» **SOURCE RECORDS**
_____

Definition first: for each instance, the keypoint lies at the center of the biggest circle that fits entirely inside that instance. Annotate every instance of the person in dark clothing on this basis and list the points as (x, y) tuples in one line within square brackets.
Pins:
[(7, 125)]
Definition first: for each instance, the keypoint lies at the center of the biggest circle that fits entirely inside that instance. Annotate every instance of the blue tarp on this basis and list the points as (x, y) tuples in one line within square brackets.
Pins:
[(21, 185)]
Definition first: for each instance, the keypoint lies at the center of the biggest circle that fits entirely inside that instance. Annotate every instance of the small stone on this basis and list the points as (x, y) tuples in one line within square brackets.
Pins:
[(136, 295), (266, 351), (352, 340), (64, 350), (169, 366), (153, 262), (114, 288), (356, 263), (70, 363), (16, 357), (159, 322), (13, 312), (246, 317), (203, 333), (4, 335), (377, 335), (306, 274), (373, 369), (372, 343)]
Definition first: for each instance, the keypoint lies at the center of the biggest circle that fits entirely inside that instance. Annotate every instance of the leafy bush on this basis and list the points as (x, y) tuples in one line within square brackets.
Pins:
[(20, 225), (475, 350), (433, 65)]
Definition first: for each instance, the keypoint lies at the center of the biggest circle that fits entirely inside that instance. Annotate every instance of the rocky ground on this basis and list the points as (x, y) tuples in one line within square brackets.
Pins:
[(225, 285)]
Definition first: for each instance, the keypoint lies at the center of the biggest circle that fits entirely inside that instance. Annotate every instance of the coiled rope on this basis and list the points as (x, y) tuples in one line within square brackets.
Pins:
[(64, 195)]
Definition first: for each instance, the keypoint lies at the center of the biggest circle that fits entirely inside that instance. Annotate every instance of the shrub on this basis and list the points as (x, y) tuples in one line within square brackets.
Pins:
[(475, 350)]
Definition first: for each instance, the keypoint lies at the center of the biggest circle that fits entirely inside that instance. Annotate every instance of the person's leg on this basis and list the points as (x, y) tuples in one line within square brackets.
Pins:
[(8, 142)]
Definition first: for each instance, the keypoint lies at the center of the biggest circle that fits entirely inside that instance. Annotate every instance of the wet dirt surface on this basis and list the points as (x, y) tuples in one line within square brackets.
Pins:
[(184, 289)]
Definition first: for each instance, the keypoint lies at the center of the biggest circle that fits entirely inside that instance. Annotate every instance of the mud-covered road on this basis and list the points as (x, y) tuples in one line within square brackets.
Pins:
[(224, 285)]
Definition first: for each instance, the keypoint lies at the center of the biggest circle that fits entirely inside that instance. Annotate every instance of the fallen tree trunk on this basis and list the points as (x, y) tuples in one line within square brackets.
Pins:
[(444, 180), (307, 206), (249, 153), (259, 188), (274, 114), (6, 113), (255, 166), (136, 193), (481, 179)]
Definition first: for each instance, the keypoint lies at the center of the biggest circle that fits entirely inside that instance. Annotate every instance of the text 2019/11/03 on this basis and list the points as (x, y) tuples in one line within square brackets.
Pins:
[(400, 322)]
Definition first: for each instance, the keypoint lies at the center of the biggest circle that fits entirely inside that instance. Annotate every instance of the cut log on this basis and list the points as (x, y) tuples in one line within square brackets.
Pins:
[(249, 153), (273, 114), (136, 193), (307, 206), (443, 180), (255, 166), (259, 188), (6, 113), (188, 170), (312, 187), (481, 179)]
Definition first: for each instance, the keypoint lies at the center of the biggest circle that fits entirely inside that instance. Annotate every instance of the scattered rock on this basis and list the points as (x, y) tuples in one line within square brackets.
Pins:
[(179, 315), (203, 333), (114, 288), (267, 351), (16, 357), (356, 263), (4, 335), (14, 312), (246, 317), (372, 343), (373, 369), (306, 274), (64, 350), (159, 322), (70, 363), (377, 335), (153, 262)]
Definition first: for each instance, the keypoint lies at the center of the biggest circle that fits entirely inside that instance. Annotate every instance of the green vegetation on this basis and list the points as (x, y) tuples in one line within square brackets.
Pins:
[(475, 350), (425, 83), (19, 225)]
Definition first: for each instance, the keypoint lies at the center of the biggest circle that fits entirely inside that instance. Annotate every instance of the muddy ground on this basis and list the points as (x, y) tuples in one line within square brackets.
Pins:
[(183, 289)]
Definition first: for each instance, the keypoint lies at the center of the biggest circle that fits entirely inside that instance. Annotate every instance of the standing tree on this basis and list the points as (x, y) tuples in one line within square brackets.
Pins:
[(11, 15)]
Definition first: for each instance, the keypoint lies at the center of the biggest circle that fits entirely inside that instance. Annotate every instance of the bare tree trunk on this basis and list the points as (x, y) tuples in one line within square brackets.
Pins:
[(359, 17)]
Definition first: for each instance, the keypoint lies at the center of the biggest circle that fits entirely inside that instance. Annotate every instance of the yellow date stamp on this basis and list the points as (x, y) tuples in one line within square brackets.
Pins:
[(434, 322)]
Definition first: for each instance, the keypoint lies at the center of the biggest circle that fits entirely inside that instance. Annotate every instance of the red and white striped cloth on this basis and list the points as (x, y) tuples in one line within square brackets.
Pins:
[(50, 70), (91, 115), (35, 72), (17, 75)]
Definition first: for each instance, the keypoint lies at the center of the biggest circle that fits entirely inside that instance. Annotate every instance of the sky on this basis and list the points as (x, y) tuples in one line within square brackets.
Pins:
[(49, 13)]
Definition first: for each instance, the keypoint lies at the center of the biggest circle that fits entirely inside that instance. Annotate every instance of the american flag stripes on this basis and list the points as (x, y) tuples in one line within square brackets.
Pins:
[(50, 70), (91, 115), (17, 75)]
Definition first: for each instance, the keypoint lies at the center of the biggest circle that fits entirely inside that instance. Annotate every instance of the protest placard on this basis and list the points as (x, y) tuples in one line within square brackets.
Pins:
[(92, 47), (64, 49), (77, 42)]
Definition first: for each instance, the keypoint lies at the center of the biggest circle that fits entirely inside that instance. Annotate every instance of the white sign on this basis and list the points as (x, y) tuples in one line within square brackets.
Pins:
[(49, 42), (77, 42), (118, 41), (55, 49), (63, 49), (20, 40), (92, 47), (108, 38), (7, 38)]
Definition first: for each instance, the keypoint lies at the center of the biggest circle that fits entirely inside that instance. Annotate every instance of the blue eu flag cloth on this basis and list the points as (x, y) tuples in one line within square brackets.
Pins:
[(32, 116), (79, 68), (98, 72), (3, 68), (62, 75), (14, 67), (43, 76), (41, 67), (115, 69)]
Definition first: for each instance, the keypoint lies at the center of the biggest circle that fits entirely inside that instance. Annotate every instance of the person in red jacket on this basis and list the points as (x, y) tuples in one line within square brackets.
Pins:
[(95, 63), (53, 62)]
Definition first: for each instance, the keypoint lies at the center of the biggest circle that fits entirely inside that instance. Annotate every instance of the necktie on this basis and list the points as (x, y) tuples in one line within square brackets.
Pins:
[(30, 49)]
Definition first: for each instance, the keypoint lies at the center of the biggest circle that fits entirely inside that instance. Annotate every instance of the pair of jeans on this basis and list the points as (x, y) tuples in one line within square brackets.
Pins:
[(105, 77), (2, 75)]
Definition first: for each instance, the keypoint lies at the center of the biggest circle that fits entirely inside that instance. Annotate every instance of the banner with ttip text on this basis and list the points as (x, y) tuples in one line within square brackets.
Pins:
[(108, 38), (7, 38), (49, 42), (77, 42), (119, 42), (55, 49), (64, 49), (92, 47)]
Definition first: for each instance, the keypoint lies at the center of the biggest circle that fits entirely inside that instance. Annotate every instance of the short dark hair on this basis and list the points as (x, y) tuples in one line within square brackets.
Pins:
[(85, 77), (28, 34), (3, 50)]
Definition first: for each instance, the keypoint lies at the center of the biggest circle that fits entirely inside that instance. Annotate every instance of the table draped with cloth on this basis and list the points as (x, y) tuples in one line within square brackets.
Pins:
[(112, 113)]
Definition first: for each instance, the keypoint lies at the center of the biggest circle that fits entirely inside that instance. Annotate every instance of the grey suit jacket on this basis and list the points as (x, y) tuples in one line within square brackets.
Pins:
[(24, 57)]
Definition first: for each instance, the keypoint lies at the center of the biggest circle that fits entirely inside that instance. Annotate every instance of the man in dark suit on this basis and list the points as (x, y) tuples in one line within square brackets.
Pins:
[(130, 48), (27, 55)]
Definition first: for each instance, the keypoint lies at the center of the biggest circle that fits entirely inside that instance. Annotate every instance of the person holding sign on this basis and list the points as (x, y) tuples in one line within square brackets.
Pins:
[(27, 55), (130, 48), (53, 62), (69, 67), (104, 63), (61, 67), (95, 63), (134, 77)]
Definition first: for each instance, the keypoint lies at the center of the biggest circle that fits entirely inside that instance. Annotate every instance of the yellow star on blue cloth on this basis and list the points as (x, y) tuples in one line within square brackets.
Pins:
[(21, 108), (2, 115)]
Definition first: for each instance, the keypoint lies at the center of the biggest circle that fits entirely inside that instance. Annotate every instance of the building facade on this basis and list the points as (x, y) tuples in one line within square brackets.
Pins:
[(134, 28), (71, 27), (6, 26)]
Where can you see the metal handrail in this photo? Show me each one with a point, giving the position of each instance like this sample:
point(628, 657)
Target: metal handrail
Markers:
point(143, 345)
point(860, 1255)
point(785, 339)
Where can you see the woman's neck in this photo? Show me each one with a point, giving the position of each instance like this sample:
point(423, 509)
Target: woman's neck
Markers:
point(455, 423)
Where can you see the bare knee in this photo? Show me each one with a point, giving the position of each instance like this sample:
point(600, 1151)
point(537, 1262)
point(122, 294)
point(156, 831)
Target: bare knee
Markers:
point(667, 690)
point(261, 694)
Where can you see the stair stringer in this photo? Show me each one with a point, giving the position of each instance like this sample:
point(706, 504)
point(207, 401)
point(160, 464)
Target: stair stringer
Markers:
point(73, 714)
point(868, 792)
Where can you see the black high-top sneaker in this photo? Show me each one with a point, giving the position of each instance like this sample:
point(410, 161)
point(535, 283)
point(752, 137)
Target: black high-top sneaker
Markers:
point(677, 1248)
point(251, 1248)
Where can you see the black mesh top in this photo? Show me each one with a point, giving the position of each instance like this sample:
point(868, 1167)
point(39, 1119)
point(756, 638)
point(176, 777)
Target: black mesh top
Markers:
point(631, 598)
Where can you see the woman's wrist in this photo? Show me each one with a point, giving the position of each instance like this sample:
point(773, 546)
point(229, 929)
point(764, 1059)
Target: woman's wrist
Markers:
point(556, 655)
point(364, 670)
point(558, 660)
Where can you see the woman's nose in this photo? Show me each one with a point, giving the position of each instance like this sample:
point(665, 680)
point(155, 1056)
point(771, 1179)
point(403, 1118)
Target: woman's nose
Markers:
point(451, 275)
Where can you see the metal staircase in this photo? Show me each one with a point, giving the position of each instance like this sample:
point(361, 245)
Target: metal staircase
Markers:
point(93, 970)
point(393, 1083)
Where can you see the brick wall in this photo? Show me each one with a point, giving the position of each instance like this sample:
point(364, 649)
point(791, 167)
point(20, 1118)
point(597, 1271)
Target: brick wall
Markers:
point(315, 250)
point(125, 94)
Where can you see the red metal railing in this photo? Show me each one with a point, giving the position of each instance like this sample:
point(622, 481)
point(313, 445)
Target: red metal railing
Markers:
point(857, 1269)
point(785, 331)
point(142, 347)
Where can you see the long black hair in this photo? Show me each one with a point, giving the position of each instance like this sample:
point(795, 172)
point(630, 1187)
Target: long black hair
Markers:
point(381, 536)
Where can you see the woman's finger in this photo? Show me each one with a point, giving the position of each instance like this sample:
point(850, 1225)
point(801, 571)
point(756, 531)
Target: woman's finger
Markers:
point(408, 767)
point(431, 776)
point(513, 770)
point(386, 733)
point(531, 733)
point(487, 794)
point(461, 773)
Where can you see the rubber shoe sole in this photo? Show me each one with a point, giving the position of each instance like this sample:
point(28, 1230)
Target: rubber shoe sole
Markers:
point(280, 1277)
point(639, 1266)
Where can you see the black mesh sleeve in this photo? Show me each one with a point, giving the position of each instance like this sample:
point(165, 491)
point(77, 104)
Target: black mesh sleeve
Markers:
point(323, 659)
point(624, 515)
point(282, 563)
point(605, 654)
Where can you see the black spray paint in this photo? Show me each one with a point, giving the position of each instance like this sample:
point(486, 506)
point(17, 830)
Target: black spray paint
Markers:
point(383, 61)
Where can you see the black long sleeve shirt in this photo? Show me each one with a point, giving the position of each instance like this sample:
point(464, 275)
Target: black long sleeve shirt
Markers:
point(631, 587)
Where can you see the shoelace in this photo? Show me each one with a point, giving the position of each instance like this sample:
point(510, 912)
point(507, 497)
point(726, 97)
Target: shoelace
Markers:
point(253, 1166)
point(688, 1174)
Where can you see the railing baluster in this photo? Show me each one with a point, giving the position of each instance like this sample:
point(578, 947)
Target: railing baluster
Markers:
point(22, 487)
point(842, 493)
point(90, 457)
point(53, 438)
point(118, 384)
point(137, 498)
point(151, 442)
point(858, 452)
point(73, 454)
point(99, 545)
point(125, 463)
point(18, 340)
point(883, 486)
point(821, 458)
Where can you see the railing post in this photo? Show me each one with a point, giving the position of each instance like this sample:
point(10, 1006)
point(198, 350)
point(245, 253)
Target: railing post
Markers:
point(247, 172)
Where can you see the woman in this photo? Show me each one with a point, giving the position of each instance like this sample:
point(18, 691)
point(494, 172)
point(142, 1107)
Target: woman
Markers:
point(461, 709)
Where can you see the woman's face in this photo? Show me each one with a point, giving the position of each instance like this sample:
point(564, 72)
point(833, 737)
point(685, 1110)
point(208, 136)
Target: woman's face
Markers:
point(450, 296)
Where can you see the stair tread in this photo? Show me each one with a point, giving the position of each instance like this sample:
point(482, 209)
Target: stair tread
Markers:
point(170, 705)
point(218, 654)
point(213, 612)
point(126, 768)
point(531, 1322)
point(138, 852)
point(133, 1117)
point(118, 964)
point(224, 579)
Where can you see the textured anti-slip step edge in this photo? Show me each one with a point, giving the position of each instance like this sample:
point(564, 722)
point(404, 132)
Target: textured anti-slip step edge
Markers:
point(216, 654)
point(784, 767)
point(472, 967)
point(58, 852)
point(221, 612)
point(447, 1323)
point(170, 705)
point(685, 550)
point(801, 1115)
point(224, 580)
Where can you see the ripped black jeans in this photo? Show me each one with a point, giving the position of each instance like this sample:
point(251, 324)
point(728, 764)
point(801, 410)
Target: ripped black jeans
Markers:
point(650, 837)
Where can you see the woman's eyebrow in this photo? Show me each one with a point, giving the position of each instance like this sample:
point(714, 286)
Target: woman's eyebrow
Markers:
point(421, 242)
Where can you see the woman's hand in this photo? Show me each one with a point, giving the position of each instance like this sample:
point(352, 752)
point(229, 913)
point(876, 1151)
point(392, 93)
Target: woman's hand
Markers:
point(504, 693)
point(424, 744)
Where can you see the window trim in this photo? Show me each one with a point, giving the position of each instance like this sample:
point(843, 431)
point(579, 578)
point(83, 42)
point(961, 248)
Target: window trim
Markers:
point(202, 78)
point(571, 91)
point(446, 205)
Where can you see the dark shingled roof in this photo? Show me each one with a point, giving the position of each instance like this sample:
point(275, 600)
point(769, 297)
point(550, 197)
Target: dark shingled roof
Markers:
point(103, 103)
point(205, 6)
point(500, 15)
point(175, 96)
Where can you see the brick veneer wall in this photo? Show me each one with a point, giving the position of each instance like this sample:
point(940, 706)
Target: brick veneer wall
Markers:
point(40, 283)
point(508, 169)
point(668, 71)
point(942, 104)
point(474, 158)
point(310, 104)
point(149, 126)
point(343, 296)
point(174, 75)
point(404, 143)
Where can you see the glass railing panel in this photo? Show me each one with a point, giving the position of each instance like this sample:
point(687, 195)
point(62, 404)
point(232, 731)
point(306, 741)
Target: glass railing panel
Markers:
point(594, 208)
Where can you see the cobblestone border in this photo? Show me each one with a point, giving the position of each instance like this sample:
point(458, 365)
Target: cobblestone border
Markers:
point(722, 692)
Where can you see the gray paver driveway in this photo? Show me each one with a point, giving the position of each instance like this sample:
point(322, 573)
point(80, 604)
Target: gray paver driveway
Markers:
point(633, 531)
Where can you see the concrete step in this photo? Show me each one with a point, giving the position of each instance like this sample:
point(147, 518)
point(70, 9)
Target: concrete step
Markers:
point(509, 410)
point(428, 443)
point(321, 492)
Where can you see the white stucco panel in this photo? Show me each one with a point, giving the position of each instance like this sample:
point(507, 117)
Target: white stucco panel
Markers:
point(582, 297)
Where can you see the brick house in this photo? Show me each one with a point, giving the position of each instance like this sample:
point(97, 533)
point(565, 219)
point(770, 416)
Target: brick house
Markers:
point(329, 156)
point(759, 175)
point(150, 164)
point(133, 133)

_____

» **WHAT THIS TASK INVOLVES**
Set down only the lines above that fall between the line holding "Where can you see the window" and the line holding "Target: brick veneer wall", inclusive, keeping each exact.

» **REPLY**
Where can you see the window trim in this photo? Show me each one with a point, giving the position of each instance like this sample:
point(843, 431)
point(579, 578)
point(83, 42)
point(961, 248)
Target: window trim
Markers:
point(202, 78)
point(571, 91)
point(446, 205)
Where can you see the dark shingled roof in this photo? Show me each one with a point, giving the position of each instance like this sample:
point(275, 600)
point(769, 297)
point(550, 197)
Target: dark shingled roof
Markers:
point(103, 103)
point(205, 6)
point(500, 15)
point(175, 96)
Where can you see the brick veneer wall in this photo? Show me each one with a point, giving the position of each instance like this sample:
point(940, 706)
Target: brick veneer wall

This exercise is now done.